## WRITTEN EXERCISE
Copy the items below with every "Detection target" switched to "Object to locate", leaving all other text unchanged.

## MATERIAL SUPPLIED
++++

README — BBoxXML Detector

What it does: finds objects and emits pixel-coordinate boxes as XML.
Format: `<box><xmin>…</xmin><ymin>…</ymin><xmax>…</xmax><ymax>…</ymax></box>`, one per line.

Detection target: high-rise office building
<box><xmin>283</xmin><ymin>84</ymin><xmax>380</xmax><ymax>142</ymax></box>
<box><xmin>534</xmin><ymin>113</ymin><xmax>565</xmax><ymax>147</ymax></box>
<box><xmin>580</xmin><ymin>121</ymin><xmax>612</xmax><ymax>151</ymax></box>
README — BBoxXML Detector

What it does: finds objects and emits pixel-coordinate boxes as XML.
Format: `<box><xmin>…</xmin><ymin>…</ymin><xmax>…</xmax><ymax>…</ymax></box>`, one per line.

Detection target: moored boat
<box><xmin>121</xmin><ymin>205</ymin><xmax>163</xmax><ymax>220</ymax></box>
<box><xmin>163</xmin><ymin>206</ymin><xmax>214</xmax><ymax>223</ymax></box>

++++

## SOLUTION BELOW
README — BBoxXML Detector

What it does: finds objects and emits pixel-coordinate boxes as XML.
Format: `<box><xmin>…</xmin><ymin>…</ymin><xmax>…</xmax><ymax>…</ymax></box>`, one per line.

Object to locate: high-rise office building
<box><xmin>283</xmin><ymin>84</ymin><xmax>380</xmax><ymax>142</ymax></box>
<box><xmin>534</xmin><ymin>113</ymin><xmax>565</xmax><ymax>147</ymax></box>
<box><xmin>580</xmin><ymin>121</ymin><xmax>612</xmax><ymax>151</ymax></box>
README — BBoxXML Detector

What it does: finds objects and emits pixel-coordinate boxes as XML.
Format: `<box><xmin>…</xmin><ymin>…</ymin><xmax>…</xmax><ymax>…</ymax></box>`, one per line.

Object to locate: moored boat
<box><xmin>121</xmin><ymin>205</ymin><xmax>163</xmax><ymax>220</ymax></box>
<box><xmin>163</xmin><ymin>206</ymin><xmax>214</xmax><ymax>223</ymax></box>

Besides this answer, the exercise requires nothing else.